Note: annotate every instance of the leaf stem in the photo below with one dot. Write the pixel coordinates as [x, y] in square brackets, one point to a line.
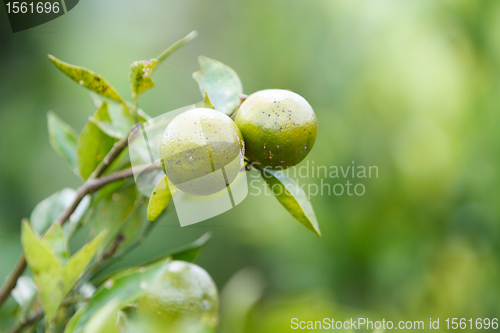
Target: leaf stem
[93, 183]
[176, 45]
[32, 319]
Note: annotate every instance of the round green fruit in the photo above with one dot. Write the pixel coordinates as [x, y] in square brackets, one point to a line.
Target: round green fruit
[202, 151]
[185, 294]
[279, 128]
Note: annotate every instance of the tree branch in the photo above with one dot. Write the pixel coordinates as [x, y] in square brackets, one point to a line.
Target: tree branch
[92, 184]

◆ ◆ ◆ ◆ ◆ ◆ ◆

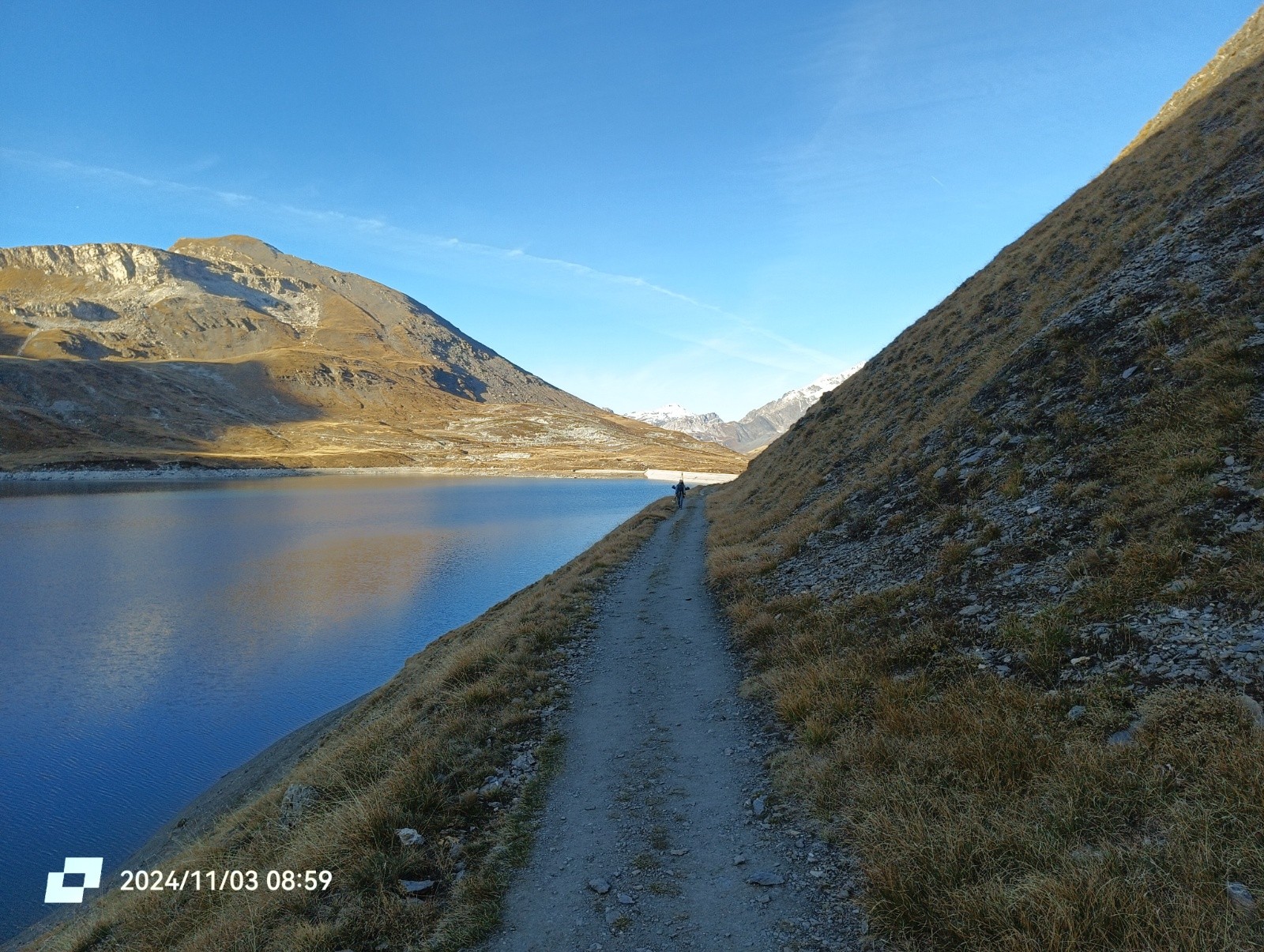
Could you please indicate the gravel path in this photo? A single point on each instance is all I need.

◆ ◆ ◆ ◆ ◆ ◆ ◆

TASK
Go through the listing above and return each line that includes the word "Note".

RESPONSE TO THIS EXERCISE
Note: annotate every instance of the leaf stem in the photo below with one dot. Write the pixel coordinates as [x, y] in square brackets, one point to a line.
Note: annotate every instance of the round green fruit in the photo above with one dot. Write the pixel coordinates as [x, y] in square brackets, one point to a line.
Note: annotate every instance of the tree branch in the photo above with one dot. Write the pixel coordinates as [x, y] in square brackets, one point to a line.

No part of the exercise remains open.